━━━━━ Task data

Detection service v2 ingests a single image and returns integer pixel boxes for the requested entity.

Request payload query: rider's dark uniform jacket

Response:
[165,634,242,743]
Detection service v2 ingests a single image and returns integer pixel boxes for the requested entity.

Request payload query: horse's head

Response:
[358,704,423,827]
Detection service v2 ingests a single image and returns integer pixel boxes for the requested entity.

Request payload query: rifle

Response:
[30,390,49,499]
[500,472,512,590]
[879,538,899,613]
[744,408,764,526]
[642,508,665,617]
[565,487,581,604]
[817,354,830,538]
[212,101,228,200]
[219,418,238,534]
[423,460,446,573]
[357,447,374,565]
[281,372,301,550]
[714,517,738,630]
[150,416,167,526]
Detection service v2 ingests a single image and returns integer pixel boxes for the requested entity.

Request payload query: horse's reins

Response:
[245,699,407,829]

━━━━━━━━━━

__Stated task__.
Please rewrite all the entries, changing every "Request payload query" to "Label query" and leaving everything else as it is.

__Reply to the exercise__.
Detection service v2 ingests a single image and returns integer pixel boxes for the requested entity.

Label query: rider's dark uniform jacket

Response:
[165,634,242,743]
Detection service v2 ingests a single image and returns integer pixel boxes for the requested entity.

Label query: horse's head

Response:
[358,704,423,827]
Detection service v2 ingests a single image and returns integer pixel boxes for the requested entity.

Label query: rifle

Response:
[30,390,49,499]
[500,472,512,590]
[879,538,899,613]
[744,408,764,526]
[642,508,665,617]
[565,487,581,604]
[817,354,830,538]
[212,101,228,200]
[219,418,238,534]
[423,460,446,573]
[357,447,374,565]
[281,372,301,550]
[714,517,738,630]
[150,416,167,526]
Detection service v2 ingests a single image and returns integer pixel boxes for the requested entity.

Label query: horse's reins

Response:
[245,699,407,829]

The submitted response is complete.